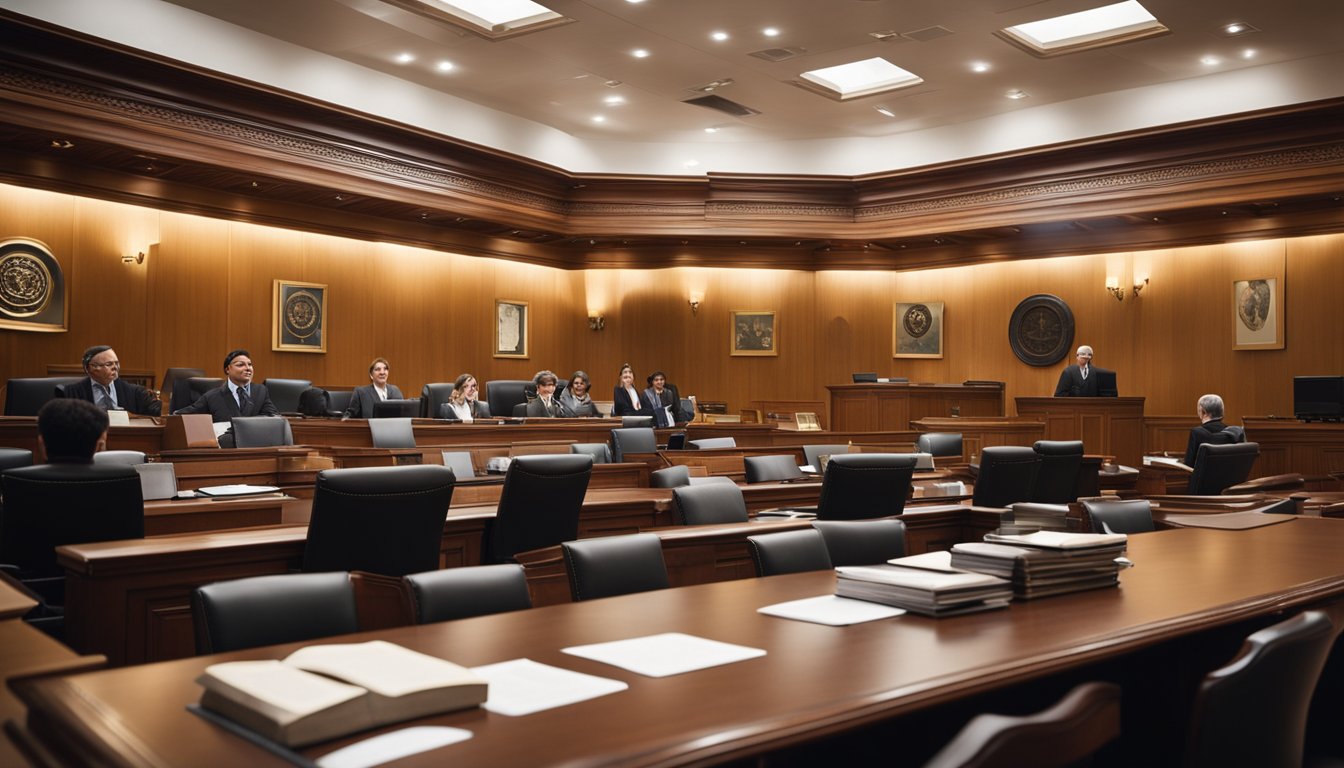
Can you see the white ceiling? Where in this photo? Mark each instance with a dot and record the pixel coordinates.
(536, 94)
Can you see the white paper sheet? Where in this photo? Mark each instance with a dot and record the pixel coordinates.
(393, 745)
(831, 609)
(523, 686)
(667, 654)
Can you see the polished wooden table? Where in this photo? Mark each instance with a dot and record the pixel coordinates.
(895, 685)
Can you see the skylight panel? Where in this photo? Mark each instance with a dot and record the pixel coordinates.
(859, 78)
(1104, 26)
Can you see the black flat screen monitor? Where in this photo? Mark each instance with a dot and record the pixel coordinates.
(1319, 398)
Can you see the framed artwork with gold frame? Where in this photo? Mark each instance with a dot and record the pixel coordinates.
(299, 318)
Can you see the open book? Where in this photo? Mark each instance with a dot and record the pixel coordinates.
(301, 700)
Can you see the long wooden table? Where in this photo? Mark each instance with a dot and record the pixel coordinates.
(851, 693)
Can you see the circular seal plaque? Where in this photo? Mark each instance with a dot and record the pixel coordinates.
(1042, 330)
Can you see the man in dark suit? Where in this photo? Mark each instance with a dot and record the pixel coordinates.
(1211, 428)
(1078, 379)
(106, 390)
(364, 397)
(238, 397)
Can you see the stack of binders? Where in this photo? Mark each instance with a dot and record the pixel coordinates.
(1046, 562)
(928, 592)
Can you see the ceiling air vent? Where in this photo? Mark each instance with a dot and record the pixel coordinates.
(723, 105)
(778, 54)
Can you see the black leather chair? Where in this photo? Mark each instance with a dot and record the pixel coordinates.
(270, 609)
(391, 432)
(27, 396)
(711, 443)
(539, 505)
(434, 396)
(503, 394)
(1253, 710)
(1066, 735)
(859, 486)
(940, 443)
(863, 542)
(600, 452)
(614, 565)
(382, 519)
(1114, 517)
(1007, 475)
(632, 440)
(1057, 476)
(285, 393)
(261, 431)
(772, 468)
(708, 503)
(789, 552)
(1219, 467)
(464, 592)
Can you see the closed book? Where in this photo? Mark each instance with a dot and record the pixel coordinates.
(324, 692)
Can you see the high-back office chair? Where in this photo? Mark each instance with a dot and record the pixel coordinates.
(862, 542)
(503, 394)
(1067, 733)
(27, 396)
(632, 440)
(433, 397)
(391, 432)
(1253, 710)
(858, 486)
(940, 443)
(269, 609)
(1116, 517)
(539, 505)
(708, 503)
(606, 566)
(464, 592)
(381, 519)
(261, 431)
(772, 468)
(284, 393)
(789, 552)
(1057, 475)
(1007, 475)
(1219, 467)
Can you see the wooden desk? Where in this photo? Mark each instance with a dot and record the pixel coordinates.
(891, 406)
(1106, 425)
(910, 681)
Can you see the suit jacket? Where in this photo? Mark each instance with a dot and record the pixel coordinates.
(1071, 382)
(129, 396)
(1212, 432)
(363, 398)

________________________

Could you update all the records above, replacing "this photo" with "this image" wherever it occurs and leaving everything else unchanged? Leave the pictures out of your answer.

# Result
Can you see the white ceiling? Where in this image? Mark each instance with a dot and record the pixel coordinates.
(536, 94)
Can you see the white paper sheet? Where in this image? Mark each instance with a dot and record the pixel coordinates.
(393, 745)
(831, 609)
(523, 686)
(667, 654)
Can you see the polished wooden table? Where in this image? Mark each instance with a dot and record the pixel coordinates.
(895, 685)
Can you see the skylight panel? Where in this image? Mark each instance with a dot and record the pixel coordinates.
(859, 78)
(1104, 26)
Can you see the black flat screen monitor? Where in this image? Mark each instance with a dot and record the pixel coordinates.
(1319, 398)
Can you see the framed artwork with gold frame? Where in this image? Mark each instance with a dot and record the pixel coordinates.
(299, 318)
Can you see the open book? Where in this image? Mark each instance with a dot and record the pixel coordinates.
(301, 700)
Can you see the long wooden table? Where in this image? Mark each instance with a dot and record the pixel coordinates.
(851, 693)
Can you see the circular seal plaque? Where in this image? Mark each instance with a dot and record the pixel coordinates.
(1042, 330)
Can you see the man in dark suit? Where in this image? Mark each instance with a dot and record the pixel coordinates.
(1211, 428)
(1078, 379)
(106, 390)
(364, 397)
(238, 397)
Can you see the stack of binders? Where in this image? Mark each instance with a dot and record the pixel coordinates.
(1046, 562)
(928, 592)
Can you see the ceiling air vent? Where in this image? Mark each instance with a dot and record the pixel coordinates.
(723, 105)
(778, 54)
Can you see the black leather chair? Where in this image? Mark each instance with a dot and record the pixel coordinates.
(270, 609)
(391, 432)
(27, 396)
(711, 443)
(539, 505)
(434, 396)
(503, 394)
(1253, 710)
(1066, 735)
(859, 486)
(940, 443)
(863, 542)
(600, 452)
(614, 565)
(382, 519)
(1114, 517)
(1007, 475)
(632, 440)
(1057, 476)
(285, 393)
(261, 431)
(772, 468)
(708, 503)
(789, 552)
(1219, 467)
(464, 592)
Can you see the closed book? Where in this image? Mark each instance with a dot and record the pixel coordinates.
(324, 692)
Can you see the high-back office chair? Where in this image? Mark each instance with a dot and record the pixel coordinates.
(862, 542)
(503, 394)
(1067, 733)
(27, 396)
(632, 440)
(433, 397)
(391, 432)
(1253, 710)
(858, 486)
(940, 443)
(269, 609)
(1116, 517)
(539, 505)
(708, 503)
(606, 566)
(464, 592)
(381, 519)
(261, 431)
(772, 468)
(284, 393)
(789, 552)
(1057, 475)
(1007, 475)
(1219, 467)
Can you see the wooden desk? Where in this image? Mark each instance with a dot and record the pixel coordinates.
(891, 406)
(1106, 425)
(910, 681)
Can you see the suit jacket? Where in this image? Mark each instance with a dot and record the pixel coordinates.
(1071, 382)
(129, 396)
(1212, 432)
(363, 398)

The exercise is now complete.